SELECTED PASSAGE -
Crystal Skull is intended, and works effectively, as instant nostalgia a class reunion of the old gang who in the '80s reinvigorated the classic action film with such expertise and brio. So don't expect the freshness of the what-one-man-can-do plot in Iron Man, or the oneiric visuals of Speed Racer. Spielberg and Lucas, and screenwriters David Koepp and Jeff Nathanson, are looking not forward but back, to the first three films. They know that moviegoers would be disappointed not to see the talismans of Indys past reappear here. Shall we itemize?
1. The Paramount logo dissolves into some kind of mountain. Every Indy films opens this way, from one monument to another. (As Veronica Geng wrote in a review of the first movie, "Spielberg" is German for "play mountain.") In Raiders the logo became a mountain in South America; in the second film, Temple of Doom, a bas-relief on a Chinese gong; in The Last Crusade a big boulder in Utah. This time, suggesting more modest aspirations, or maybe kiddingly deflecting the audience's gargantuan expectations, it's a weeny prairie dog hill, from which a critter emerges just before being nearly run over by speeding cars. We're in Nevada, near Area 51, and it's 1957, a time of rock 'n' roll (Elvis's "Hound Dog" on the soundtrack), fear of the Soviets (and why not? they've just penetrated a U.S. military base), fear of The Bomb (hey, what's that mushroom cloud on the horizon?) and mass sightings of UFOs (coming right up).
2. International conspiracies. Nazis in the first and third Indys, Indian Thugees in the second. But it wouldn't be the '50s without Commies, in the chic person of Irina Spalko (played by Blanchett with the severe demeanor of Cyd Charisse's Ninotchka in the 1957 MGM musical Silk Stockings and the black bob Charisse sports in The Band Wagon). Rather than the simple matter of conquering the West militarily, Irina is part of a Soviet plot to cloud our minds by getting access to some secret technology that is concealed either in an Area 51 warehouse or in the remotest jungle mountains of Peru. "We will change you, Mr. Jones, all of you, from the inside," she proclaims. "We will turn you into us." Ewww, creepy. Glad that didn't happen.
3. The Fedora, the bullwhip... the snakes! We see the hat just before we see Indy; brown headwear is still in style in 1957. As for Indy's bullwhip, it's still faster and deadlier than a bad guy's gun. In the opening Area 51 scene, he uses it to disarm about a quillion Russkies, and to swing in Errol Flynn style from one warehoused beam to another. (Mutt will later show the same swinging derring-do on Peruvian jungle vines.) As for the snakes, there's just one, but indy is readier to die in quicksand than to use it as a lifeline. The nifty new predators are South American red ants, which Spielberg and Lucas may have remembered from the 1954 movie The Naked Jungle, and which can swarm over a man by the millions and drag him into their formicary for a nice fat meal.

BRIEF A - Which lines of the rows contain the word "honey", with case counting? Report each of those lines in full.
The review and the rows that come next have nothing to do with each other.

DATASET ROWS -
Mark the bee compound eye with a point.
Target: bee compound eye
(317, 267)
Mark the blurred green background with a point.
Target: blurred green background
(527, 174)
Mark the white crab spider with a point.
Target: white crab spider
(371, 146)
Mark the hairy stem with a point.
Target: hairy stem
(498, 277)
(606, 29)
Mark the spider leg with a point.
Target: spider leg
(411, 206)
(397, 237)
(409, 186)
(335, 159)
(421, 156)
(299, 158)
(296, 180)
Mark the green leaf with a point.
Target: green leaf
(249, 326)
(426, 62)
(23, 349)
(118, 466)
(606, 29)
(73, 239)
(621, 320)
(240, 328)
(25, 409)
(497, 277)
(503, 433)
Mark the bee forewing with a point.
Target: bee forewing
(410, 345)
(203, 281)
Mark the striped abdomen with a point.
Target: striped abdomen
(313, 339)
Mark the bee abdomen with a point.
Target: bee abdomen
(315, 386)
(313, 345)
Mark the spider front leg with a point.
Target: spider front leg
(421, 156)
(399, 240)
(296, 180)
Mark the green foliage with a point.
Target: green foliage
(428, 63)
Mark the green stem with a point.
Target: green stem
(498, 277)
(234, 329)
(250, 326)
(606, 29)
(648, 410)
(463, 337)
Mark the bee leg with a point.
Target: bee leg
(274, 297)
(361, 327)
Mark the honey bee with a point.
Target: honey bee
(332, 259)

BRIEF B - Rewrite the part of the review that begins at the words "3. The Fedora, the" and stops after "nice fat meal.", changing "bullwhip" to "lasso" wherever it appears.

FULL SOLUTION A -
Mark the honey bee with a point.
Target: honey bee

FULL SOLUTION B -
3. The Fedora, the lasso... the snakes! We see the hat just before we see Indy; brown headwear is still in style in 1957. As for Indy's lasso, it's still faster and deadlier than a bad guy's gun. In the opening Area 51 scene, he uses it to disarm about a quillion Russkies, and to swing in Errol Flynn style from one warehoused beam to another. (Mutt will later show the same swinging derring-do on Peruvian jungle vines.) As for the snakes, there's just one, but indy is readier to die in quicksand than to use it as a lifeline. The nifty new predators are South American red ants, which Spielberg and Lucas may have remembered from the 1954 movie The Naked Jungle, and which can swarm over a man by the millions and drag him into their formicary for a nice fat meal.